- _TASK OBJECTIVE_
Of the records below, reproduce only the span that opens with the line containing "One keypoint belongs to every instance. Tag the brick" and closes with the last line.

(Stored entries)

Content starts

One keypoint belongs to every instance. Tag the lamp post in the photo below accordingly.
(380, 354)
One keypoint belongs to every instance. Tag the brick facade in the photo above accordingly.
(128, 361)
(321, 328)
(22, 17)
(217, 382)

Content ends

- _TASK SOLUTION_
One keypoint belongs to every instance. Tag the brick facade in the photo above accordingly.
(128, 361)
(321, 328)
(22, 17)
(217, 382)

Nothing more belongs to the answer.